* **Brief**
What is needed is an exact copy of all the lines below.

* **Source material**
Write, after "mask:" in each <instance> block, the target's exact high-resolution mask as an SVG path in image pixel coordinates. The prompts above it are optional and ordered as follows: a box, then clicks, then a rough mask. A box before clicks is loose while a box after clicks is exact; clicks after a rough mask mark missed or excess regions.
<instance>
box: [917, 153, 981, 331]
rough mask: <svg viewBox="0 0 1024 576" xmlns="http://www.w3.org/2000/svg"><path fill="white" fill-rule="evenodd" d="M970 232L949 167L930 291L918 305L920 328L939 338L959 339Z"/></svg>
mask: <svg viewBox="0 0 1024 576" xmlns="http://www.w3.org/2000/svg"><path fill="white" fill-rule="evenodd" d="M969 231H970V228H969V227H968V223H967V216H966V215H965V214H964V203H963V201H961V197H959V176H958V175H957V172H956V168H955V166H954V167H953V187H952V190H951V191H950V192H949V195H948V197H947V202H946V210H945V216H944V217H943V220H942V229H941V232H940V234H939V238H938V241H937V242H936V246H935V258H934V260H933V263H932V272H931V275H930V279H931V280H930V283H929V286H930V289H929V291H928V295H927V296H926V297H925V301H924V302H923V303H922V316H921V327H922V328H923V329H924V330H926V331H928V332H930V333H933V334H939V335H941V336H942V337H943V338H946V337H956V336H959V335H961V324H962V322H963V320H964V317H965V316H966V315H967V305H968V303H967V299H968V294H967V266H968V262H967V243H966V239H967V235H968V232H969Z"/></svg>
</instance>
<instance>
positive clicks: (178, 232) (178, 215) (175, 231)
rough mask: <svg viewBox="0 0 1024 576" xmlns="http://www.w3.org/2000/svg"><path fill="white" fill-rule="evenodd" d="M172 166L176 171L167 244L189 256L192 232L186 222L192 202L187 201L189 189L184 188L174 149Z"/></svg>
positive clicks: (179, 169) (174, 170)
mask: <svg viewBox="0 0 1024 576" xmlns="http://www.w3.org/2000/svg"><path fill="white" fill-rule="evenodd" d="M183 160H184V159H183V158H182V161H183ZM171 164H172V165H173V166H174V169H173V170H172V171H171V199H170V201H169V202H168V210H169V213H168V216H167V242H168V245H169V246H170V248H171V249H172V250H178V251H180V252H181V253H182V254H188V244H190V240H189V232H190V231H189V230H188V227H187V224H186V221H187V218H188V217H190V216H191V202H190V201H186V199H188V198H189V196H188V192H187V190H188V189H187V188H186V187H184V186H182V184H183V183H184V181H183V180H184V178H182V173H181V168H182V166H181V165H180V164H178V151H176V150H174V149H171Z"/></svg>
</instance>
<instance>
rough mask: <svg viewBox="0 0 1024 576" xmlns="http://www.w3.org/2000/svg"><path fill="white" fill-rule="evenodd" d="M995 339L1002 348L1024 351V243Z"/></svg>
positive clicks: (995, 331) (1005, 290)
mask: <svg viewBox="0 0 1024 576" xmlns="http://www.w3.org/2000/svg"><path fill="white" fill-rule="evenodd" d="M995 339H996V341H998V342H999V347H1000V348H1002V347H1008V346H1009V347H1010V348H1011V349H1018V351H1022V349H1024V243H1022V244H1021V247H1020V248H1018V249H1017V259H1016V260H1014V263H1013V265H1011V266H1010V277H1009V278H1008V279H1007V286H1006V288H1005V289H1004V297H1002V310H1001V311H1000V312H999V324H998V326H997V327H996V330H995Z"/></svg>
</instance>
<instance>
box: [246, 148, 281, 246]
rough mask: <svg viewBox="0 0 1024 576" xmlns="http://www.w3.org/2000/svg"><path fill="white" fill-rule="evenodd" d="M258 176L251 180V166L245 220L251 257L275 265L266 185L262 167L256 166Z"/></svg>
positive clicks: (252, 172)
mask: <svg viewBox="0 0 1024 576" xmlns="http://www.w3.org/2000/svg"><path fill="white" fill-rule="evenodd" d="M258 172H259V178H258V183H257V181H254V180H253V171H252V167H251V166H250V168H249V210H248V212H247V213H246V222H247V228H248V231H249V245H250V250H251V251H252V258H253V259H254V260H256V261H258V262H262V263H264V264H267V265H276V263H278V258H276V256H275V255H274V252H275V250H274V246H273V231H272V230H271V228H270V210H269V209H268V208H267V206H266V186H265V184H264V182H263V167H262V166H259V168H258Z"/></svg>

* **Finished task**
Write, after "mask:" in each <instance> block, the target's exact high-resolution mask as an SVG path in image pixel coordinates. The prompts above it are optional and ordered as follows: a box, then clicks, then a rough mask. A box before clicks is loose while a box after clicks is exact; clicks after a rough mask mark missed or excess regions.
<instance>
box: [917, 153, 981, 331]
rough mask: <svg viewBox="0 0 1024 576" xmlns="http://www.w3.org/2000/svg"><path fill="white" fill-rule="evenodd" d="M970 232L949 167L930 291L918 305L920 328L939 338L959 339Z"/></svg>
mask: <svg viewBox="0 0 1024 576" xmlns="http://www.w3.org/2000/svg"><path fill="white" fill-rule="evenodd" d="M969 231H970V228H969V227H968V223H967V216H966V215H965V214H964V203H963V201H961V197H959V176H958V175H957V172H956V168H955V166H954V167H953V187H952V190H951V191H950V192H949V195H948V197H947V202H946V210H945V216H944V217H943V220H942V229H941V232H940V234H939V238H938V241H937V242H936V246H935V258H934V260H933V263H932V272H931V275H930V279H931V280H930V283H929V286H930V289H929V291H928V295H927V296H926V297H925V301H924V302H923V303H922V316H921V327H922V328H923V329H924V330H926V331H928V332H930V333H933V334H939V335H941V336H942V337H943V338H946V337H956V336H959V335H961V324H962V322H963V320H964V317H965V316H966V315H967V305H968V303H967V299H968V294H967V266H968V262H967V243H966V239H967V235H968V232H969Z"/></svg>
</instance>
<instance>
positive clicks: (178, 232) (178, 215) (175, 231)
rough mask: <svg viewBox="0 0 1024 576" xmlns="http://www.w3.org/2000/svg"><path fill="white" fill-rule="evenodd" d="M172 166L176 171L167 244L189 256L192 232L186 222L192 202L187 201L189 189L184 188L174 149Z"/></svg>
positive clicks: (179, 169) (174, 170)
mask: <svg viewBox="0 0 1024 576" xmlns="http://www.w3.org/2000/svg"><path fill="white" fill-rule="evenodd" d="M183 160H184V159H183V158H182V161H183ZM171 164H172V165H173V166H174V169H173V170H172V171H171V199H170V201H169V202H168V210H169V213H168V216H167V242H168V245H169V246H170V248H171V249H172V250H178V251H180V252H181V253H182V254H188V244H190V240H189V232H190V231H189V230H188V227H187V224H186V221H187V218H188V217H190V216H191V202H190V201H186V199H188V198H189V196H188V192H187V190H188V189H187V188H186V187H184V186H182V184H183V183H184V181H183V180H184V178H182V173H181V168H182V166H181V165H180V164H178V151H176V150H174V149H171Z"/></svg>
</instance>
<instance>
rough mask: <svg viewBox="0 0 1024 576" xmlns="http://www.w3.org/2000/svg"><path fill="white" fill-rule="evenodd" d="M995 339L1002 348L1024 351V243Z"/></svg>
positive clicks: (995, 331) (1005, 290)
mask: <svg viewBox="0 0 1024 576" xmlns="http://www.w3.org/2000/svg"><path fill="white" fill-rule="evenodd" d="M995 339H996V341H998V342H999V347H1000V348H1002V347H1008V346H1009V347H1010V348H1011V349H1018V351H1022V349H1024V243H1022V244H1021V247H1020V248H1018V249H1017V259H1016V260H1014V263H1013V265H1011V266H1010V277H1009V278H1008V279H1007V286H1006V288H1005V289H1004V297H1002V310H1001V311H1000V312H999V324H998V326H997V327H996V330H995Z"/></svg>
</instance>
<instance>
box: [246, 148, 281, 246]
rough mask: <svg viewBox="0 0 1024 576" xmlns="http://www.w3.org/2000/svg"><path fill="white" fill-rule="evenodd" d="M258 176L251 180V166L245 220L251 257L275 265L266 185L262 167L256 166Z"/></svg>
positive clicks: (252, 172)
mask: <svg viewBox="0 0 1024 576" xmlns="http://www.w3.org/2000/svg"><path fill="white" fill-rule="evenodd" d="M258 172H259V178H258V183H257V181H254V180H253V171H252V167H251V166H250V168H249V210H248V212H247V213H246V222H247V228H248V231H249V245H250V250H251V251H252V258H253V259H254V260H256V261H258V262H262V263H264V264H267V265H276V263H278V258H276V256H275V255H274V252H275V250H274V246H273V231H272V230H271V228H270V210H269V209H268V208H267V206H266V186H265V184H264V182H263V167H262V166H259V168H258Z"/></svg>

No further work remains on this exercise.